Records from a point labeling set:

○ ○ ○

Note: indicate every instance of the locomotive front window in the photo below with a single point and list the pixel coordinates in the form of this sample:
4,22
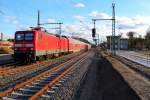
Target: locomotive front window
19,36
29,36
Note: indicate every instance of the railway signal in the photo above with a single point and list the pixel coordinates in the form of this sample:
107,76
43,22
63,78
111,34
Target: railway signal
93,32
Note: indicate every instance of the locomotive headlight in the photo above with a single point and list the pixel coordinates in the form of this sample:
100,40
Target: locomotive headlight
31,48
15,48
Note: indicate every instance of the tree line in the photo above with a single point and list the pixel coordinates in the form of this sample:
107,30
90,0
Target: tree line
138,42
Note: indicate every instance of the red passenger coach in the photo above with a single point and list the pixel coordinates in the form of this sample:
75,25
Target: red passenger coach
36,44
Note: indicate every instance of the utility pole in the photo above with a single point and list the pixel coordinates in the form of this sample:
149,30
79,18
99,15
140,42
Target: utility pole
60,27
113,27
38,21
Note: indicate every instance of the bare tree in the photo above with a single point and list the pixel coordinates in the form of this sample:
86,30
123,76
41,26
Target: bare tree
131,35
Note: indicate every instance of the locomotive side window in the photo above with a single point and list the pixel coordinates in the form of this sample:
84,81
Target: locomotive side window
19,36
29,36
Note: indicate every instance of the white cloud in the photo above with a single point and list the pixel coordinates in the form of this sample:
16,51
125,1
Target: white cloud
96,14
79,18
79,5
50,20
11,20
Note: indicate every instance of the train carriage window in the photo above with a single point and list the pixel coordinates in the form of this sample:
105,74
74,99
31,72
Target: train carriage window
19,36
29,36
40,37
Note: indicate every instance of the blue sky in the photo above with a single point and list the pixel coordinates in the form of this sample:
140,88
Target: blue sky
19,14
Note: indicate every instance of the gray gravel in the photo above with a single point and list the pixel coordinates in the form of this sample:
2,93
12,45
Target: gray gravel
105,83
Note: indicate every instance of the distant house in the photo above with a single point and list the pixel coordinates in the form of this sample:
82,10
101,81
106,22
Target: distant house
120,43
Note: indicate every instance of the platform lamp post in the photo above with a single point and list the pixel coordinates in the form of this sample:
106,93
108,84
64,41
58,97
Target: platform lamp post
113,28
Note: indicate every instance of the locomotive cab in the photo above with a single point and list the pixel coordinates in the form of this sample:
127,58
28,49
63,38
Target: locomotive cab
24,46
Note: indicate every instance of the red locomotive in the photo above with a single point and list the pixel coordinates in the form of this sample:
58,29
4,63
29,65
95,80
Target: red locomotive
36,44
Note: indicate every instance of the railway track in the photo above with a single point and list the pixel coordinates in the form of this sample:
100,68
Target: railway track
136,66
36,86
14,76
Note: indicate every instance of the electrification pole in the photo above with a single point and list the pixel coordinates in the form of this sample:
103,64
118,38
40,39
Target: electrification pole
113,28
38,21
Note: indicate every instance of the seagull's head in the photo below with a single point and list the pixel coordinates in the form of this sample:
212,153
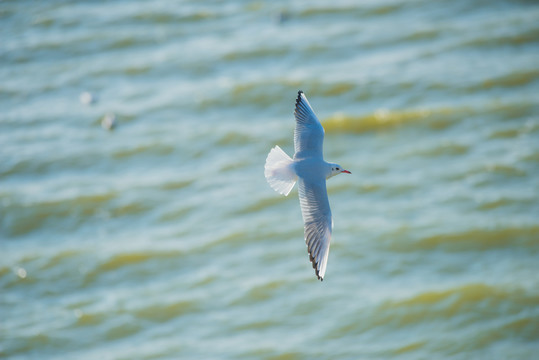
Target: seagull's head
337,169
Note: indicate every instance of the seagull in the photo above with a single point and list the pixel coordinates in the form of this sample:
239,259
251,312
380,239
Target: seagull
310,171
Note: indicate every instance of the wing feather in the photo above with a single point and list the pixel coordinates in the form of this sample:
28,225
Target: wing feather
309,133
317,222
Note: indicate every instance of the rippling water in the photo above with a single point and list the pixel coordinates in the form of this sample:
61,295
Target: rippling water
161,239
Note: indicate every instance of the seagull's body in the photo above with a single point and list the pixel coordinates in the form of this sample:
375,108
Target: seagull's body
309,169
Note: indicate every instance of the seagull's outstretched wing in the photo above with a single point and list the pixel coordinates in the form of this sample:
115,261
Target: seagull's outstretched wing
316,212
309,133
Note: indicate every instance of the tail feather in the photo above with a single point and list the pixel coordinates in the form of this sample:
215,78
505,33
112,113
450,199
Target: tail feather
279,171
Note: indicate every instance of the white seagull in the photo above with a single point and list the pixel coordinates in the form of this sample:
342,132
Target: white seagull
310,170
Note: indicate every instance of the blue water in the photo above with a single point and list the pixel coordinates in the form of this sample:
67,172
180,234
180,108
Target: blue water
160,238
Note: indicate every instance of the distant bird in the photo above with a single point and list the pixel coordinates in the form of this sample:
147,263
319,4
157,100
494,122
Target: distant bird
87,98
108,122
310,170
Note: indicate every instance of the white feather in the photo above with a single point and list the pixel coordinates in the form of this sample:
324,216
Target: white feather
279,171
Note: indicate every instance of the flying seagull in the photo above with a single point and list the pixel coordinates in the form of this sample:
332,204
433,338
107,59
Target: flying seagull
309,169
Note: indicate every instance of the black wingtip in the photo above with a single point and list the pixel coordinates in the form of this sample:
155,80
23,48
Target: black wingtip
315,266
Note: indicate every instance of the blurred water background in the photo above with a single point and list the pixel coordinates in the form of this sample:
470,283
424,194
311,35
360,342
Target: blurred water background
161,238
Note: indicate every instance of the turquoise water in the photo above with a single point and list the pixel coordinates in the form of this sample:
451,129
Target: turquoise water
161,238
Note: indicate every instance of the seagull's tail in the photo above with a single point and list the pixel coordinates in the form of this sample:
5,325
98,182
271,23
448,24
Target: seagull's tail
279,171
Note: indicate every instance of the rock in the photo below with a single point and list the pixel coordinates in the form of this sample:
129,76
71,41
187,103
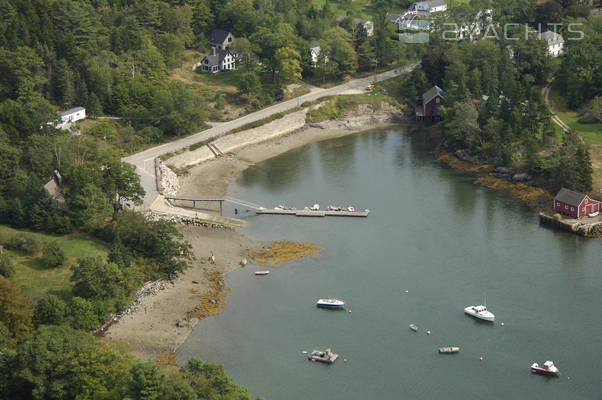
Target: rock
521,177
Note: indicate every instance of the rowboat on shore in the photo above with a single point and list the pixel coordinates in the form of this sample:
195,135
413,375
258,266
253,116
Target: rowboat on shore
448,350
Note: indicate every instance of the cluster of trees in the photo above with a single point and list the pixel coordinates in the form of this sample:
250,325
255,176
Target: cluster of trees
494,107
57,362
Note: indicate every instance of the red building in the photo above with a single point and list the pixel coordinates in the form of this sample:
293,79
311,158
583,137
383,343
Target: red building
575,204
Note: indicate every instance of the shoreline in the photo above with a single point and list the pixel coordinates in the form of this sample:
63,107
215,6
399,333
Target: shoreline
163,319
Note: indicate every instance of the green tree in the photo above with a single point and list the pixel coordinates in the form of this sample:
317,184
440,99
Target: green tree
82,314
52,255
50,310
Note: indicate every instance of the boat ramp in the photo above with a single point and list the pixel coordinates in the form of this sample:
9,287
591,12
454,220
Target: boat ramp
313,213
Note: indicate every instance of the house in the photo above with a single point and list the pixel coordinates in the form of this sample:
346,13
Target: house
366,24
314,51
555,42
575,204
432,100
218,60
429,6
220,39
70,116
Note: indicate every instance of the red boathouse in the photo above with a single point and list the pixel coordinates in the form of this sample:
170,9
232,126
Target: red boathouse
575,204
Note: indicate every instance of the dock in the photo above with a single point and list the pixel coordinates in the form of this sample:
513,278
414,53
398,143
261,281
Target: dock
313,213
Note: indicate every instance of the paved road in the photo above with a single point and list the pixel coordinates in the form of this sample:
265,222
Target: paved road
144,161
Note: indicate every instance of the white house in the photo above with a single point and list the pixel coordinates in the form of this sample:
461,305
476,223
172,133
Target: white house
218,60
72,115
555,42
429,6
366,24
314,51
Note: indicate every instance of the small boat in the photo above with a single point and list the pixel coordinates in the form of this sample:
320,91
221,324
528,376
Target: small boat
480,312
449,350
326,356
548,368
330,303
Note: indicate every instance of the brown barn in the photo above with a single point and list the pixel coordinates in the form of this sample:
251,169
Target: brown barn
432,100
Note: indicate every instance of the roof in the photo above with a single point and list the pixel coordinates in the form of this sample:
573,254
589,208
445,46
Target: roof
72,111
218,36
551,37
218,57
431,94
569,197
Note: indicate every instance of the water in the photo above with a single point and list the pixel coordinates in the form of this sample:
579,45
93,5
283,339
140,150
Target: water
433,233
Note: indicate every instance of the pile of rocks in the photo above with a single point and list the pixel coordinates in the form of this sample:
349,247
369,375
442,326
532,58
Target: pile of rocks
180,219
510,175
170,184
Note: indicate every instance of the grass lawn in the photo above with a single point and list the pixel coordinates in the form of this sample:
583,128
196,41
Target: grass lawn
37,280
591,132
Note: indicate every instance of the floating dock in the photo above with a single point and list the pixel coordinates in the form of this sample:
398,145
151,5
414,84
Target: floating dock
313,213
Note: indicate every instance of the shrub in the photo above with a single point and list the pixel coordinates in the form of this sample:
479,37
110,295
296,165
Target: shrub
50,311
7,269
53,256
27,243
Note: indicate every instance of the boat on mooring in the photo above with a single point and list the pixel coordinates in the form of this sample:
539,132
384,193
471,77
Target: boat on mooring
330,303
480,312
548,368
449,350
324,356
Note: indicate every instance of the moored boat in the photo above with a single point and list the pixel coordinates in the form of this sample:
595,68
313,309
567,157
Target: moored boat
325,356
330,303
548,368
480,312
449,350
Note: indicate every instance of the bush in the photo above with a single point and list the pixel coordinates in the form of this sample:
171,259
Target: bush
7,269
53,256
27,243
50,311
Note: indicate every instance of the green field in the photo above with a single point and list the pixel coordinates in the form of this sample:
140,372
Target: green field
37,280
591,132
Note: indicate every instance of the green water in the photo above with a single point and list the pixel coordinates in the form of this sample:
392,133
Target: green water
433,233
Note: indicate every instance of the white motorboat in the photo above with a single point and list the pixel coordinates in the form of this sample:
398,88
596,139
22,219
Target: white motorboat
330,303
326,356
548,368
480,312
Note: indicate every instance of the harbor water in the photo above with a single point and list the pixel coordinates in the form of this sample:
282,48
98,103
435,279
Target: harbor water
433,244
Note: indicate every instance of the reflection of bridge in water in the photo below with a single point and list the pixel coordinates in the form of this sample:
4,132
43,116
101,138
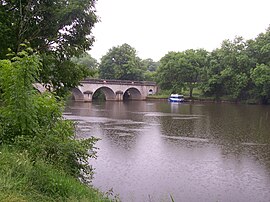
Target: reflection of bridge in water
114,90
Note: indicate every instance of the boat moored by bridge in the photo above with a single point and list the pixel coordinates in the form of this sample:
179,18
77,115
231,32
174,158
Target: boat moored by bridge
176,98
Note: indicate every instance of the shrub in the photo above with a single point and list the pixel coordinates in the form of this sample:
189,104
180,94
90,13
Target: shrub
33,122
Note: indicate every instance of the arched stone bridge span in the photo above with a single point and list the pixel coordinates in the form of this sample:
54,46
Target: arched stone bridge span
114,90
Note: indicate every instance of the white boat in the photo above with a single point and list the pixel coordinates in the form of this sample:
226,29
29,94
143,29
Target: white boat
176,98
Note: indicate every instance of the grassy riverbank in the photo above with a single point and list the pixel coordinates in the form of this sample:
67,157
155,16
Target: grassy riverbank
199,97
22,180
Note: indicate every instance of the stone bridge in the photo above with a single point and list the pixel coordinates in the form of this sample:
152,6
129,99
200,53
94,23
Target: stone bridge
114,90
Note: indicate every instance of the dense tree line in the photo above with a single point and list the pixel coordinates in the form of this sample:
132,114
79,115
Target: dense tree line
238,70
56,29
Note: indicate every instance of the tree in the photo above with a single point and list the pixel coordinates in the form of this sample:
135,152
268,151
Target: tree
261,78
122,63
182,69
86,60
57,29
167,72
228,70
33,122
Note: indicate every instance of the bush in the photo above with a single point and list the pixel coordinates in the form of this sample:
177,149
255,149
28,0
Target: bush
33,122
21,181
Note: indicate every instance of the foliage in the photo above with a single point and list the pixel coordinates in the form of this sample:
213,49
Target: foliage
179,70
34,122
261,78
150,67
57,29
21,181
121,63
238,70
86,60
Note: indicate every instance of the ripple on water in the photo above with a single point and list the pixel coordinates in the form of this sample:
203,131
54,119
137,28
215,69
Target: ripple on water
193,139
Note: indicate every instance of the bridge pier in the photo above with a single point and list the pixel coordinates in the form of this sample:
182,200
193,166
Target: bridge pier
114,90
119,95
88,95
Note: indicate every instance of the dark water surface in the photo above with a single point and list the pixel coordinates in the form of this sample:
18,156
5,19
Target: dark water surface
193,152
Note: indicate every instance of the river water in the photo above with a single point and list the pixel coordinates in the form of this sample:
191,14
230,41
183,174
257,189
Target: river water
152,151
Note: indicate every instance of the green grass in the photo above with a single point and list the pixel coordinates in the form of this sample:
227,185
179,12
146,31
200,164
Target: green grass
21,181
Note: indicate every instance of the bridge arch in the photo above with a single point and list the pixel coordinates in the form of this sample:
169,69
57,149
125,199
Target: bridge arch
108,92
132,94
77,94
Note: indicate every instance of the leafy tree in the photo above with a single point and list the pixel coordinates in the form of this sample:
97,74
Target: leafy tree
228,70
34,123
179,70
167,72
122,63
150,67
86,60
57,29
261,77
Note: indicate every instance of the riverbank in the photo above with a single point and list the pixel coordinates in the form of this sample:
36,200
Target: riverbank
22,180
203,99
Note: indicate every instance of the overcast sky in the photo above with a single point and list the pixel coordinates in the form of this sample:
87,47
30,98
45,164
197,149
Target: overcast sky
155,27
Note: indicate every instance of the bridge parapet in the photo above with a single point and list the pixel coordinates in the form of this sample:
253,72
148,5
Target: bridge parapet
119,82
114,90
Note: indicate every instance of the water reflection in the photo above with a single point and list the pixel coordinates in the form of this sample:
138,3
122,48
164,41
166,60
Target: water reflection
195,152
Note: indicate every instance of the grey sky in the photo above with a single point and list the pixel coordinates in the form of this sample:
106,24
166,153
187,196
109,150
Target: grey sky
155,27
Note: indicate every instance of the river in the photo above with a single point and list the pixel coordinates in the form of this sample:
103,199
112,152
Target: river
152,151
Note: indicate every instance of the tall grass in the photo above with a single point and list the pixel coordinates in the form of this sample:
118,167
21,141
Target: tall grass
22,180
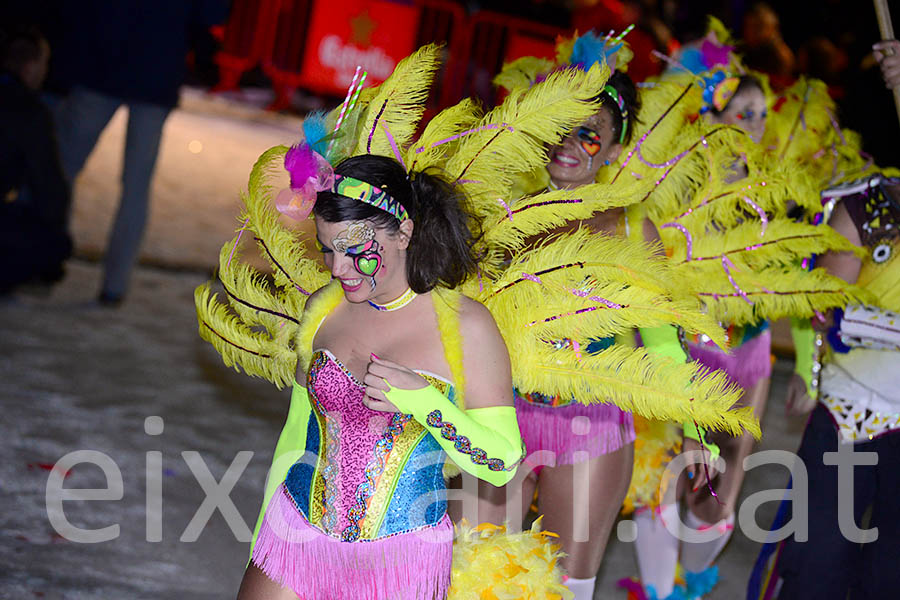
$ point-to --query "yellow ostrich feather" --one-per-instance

○ ○ ○

The lines to be quoted run from the line containing "Note: indicate every instance of the riverbank" through the end of the entries above, both included; quote them exactly and leave out any pictures.

Exercise answer.
Note: indicate every instance of the riverbank in the photo above with a single point and list the pixel coordinates in the form of this sample:
36,200
Target: riverbank
22,180
203,99
Note: indicate every instance of the overcast sky in the photo above with a single point and list the pixel coordinates in the form of this sample:
87,47
30,98
45,164
197,149
Target: overcast sky
155,27
Note: indicate every instance of the bridge parapet in the photo above with a single point and list the pixel coordinates in the form of this sample:
253,72
148,5
Target: bridge parapet
119,82
114,90
Note: indicate every instance of the water reflection in the photo above with a single point and list the pixel coordinates in the form of this sample:
138,3
122,48
164,41
166,60
Target: water reflection
195,152
Note: indicate every instance of the grey sky in the photo above with a single point and list the pixel coordinates in the form of this sample:
106,24
166,153
187,196
109,150
Target: grey sky
155,27
Note: indicate every instance of the river in the photo above with a single point and list the pixel coordinates in the form of this sample:
103,199
112,152
Target: river
152,151
Note: indicate every instance of the tall grass in the photo above with a single point and list the pixel coordinates in the form of this sample:
118,167
21,141
Target: tall grass
22,180
$ point-to --query "yellow ostrich feather" --one-per-instance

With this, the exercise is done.